▸ Document excerpt:
▬▬▬▬▬▬

On 28/10/2025 13:29, Richard Biener wrote:
+/* Materialize mask number INDEX for a group of scalar stmts in SLP_NODE that
+ operate on NVECTORS vectors of type VECTYPE, where 0 <= INDEX < NVECTORS.
+ Masking is only required for the tail, therefore NULL_TREE is returned for
+ every value of INDEX except the last. Insert any set-up statements before
+ GSI. */
I think it might happen that some vectors are fully masked, say for
a conversion from double to int and V2DImode vs. V4SImode when we
have 5 lanes the conversion likely expects 4 V2DImode inputs to
produce 2 V4SImode outputs, but the 4th V2DImode input has no active
lanes at all.

▬▬▬▬▬▬

▸ Material shown:

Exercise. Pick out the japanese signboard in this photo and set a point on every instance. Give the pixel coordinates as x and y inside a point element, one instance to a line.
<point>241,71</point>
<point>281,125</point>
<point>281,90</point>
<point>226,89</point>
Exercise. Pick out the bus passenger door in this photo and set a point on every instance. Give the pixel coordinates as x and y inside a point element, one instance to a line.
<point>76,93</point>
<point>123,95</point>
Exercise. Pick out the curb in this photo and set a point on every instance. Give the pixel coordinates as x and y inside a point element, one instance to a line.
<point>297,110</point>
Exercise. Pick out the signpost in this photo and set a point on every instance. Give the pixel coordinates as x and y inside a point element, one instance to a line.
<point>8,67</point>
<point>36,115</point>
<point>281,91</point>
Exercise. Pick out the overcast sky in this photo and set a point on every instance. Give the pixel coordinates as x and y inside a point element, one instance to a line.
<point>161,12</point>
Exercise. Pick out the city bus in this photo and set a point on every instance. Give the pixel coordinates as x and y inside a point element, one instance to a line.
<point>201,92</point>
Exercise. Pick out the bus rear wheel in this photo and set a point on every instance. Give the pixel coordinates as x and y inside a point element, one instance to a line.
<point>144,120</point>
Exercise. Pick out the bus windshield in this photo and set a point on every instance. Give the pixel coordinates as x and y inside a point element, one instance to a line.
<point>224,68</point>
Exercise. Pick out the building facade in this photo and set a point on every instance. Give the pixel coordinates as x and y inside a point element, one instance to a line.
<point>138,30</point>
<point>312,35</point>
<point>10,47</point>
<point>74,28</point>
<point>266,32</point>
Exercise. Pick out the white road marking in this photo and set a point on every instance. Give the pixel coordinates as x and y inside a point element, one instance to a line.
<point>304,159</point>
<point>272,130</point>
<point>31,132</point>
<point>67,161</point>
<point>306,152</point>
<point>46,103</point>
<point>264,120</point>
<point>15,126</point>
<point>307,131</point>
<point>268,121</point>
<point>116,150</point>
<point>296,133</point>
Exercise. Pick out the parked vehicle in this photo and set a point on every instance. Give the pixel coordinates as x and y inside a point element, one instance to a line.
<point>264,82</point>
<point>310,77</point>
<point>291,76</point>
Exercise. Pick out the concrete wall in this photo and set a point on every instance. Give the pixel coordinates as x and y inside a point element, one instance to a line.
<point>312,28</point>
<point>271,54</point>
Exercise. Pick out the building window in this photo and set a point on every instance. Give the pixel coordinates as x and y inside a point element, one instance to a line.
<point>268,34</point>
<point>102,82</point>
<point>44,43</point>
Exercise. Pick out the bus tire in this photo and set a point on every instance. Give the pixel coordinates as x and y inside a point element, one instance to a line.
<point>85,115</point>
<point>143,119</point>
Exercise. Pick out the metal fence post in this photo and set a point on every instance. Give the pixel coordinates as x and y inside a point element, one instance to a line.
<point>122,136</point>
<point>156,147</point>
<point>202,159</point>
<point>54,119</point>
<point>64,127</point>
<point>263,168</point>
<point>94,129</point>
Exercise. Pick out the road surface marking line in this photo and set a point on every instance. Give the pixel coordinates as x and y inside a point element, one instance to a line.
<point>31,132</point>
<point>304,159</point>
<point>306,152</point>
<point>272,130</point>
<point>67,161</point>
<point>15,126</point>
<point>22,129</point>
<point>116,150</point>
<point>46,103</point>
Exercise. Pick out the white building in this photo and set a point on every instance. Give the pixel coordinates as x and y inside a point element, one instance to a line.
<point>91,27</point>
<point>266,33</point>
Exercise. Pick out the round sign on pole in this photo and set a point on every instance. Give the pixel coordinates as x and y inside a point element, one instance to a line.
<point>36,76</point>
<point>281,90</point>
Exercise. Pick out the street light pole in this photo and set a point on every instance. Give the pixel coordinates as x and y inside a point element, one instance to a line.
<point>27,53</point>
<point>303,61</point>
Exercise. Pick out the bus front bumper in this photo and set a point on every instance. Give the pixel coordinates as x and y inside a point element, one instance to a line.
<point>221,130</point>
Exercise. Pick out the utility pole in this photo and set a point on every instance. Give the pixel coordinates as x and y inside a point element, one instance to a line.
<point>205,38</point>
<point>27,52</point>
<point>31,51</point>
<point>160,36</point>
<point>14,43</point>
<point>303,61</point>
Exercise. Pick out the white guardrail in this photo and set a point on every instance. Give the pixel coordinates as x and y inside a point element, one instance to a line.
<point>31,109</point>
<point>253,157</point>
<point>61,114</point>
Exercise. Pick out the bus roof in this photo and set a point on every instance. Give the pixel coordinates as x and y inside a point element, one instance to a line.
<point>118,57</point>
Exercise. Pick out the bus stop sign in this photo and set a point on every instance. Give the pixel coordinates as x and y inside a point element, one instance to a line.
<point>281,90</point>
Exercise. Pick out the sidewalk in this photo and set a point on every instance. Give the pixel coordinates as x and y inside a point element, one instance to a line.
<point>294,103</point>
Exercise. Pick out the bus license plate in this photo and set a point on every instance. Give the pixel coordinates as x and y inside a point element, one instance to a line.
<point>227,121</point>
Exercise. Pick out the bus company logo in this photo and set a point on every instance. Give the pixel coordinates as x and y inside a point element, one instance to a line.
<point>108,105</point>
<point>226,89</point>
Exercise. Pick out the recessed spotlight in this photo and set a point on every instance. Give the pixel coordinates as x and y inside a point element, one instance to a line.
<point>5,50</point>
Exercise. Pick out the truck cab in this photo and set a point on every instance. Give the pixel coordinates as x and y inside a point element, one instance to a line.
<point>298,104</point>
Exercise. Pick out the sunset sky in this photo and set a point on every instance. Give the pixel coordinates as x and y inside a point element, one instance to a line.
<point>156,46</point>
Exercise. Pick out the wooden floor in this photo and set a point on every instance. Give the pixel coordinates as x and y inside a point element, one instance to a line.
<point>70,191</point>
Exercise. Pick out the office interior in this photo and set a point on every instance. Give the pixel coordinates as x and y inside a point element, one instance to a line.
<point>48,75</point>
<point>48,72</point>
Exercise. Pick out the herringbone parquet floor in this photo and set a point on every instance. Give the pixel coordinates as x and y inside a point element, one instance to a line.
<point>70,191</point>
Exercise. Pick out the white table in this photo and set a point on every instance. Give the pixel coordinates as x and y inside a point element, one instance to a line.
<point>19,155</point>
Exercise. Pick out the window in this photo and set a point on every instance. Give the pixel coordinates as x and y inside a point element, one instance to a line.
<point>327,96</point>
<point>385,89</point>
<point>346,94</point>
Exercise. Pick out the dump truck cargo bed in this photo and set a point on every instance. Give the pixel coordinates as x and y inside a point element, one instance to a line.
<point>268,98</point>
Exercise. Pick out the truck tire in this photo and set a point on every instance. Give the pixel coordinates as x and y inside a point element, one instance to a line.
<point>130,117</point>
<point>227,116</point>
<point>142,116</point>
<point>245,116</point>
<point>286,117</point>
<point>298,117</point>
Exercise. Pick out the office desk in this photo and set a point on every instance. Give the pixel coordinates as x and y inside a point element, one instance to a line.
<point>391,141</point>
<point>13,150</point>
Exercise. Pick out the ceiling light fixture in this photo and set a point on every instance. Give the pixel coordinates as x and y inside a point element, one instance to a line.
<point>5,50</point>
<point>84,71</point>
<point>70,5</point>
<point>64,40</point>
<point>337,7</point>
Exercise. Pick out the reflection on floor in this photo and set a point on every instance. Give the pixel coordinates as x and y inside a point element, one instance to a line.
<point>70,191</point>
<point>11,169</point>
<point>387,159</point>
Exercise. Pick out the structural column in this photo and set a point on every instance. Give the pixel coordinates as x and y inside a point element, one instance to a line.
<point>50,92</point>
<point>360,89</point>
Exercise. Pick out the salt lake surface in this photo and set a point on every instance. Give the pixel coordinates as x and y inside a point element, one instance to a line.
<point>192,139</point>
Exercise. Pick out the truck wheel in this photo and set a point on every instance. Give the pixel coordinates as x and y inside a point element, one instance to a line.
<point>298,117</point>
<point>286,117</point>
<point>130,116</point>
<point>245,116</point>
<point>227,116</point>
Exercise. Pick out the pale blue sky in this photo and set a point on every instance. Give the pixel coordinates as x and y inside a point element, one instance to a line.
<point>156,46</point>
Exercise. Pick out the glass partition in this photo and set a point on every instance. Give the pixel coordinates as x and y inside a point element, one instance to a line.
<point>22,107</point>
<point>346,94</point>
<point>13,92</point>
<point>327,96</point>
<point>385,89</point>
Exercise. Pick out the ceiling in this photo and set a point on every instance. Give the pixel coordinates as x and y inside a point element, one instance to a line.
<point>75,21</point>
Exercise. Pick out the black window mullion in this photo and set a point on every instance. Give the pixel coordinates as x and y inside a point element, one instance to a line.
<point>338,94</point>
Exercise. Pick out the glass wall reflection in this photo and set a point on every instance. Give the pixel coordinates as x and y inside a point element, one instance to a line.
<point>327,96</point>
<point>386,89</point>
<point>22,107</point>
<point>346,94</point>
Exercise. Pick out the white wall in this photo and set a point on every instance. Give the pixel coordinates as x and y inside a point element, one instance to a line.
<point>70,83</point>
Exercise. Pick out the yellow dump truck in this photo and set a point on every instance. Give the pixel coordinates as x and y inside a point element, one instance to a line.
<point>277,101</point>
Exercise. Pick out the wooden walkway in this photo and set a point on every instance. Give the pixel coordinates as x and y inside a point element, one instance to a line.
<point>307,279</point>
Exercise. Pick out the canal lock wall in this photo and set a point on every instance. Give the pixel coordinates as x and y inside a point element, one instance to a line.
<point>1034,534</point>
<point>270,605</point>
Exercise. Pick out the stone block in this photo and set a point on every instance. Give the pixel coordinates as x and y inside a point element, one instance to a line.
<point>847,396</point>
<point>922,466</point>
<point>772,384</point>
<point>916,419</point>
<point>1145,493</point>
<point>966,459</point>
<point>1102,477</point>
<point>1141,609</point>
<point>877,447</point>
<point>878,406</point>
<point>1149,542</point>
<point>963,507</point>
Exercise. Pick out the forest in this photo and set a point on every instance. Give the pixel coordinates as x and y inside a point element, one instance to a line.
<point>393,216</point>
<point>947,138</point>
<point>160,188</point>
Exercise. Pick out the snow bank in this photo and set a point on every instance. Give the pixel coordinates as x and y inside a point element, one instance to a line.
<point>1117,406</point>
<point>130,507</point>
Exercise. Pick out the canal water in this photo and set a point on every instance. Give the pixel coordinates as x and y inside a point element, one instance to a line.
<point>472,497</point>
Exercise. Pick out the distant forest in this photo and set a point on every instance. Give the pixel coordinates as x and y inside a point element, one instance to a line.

▬▬▬▬▬▬

▸ List of tasks:
1. Quote the passage of the mailing-list reply on SLP masking that opens with the words containing "On 28/10/2025 13:29, Richard" and closes with "lanes at all.".
2. In the mailing-list reply on SLP masking, for which values of INDEX does the code comment say NULL_TREE is returned?

▸ Set of answers:
1.
On 28/10/2025 13:29, Richard Biener wrote:
+/* Materialize mask number INDEX for a group of scalar stmts in SLP_NODE that
+ operate on NVECTORS vectors of type VECTYPE, where 0 <= INDEX < NVECTORS.
+ Masking is only required for the tail, therefore NULL_TREE is returned for
+ every value of INDEX except the last. Insert any set-up statements before
+ GSI. */
I think it might happen that some vectors are fully masked, say for
a conversion from double to int and V2DImode vs. V4SImode when we
have 5 lanes the conversion likely expects 4 V2DImode inputs to
produce 2 V4SImode outputs, but the 4th V2DImode input has no active
lanes at all.

2. For every value of INDEX except the last.